# Exercise:
As the answer, give a copy of each line below that includes the word "tree".

# Supplied records:
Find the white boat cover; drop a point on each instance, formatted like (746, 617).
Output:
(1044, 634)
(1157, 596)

--

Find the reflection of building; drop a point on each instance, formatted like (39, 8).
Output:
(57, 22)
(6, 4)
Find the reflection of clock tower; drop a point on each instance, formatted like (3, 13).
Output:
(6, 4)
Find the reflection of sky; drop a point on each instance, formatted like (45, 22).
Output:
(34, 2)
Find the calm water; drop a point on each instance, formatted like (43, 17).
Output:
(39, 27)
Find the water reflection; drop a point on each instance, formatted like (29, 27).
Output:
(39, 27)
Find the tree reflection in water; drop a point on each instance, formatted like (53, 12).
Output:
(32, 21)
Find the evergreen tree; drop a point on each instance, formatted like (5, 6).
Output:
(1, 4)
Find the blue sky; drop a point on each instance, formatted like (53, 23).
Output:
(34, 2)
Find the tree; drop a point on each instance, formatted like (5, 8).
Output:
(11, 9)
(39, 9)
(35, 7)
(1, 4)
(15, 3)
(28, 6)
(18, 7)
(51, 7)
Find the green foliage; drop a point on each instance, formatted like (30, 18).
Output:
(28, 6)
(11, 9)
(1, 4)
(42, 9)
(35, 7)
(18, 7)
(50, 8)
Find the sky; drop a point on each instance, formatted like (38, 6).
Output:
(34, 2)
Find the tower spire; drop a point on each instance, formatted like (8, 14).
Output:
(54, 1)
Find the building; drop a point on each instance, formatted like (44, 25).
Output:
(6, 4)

# Your response:
Find the tree reflection in water; drop a point on each instance, formatted like (53, 12).
Find the evergreen tree; drop a point on each instance, formatted like (5, 6).
Find the tree; drop a point on each instance, formatted like (5, 8).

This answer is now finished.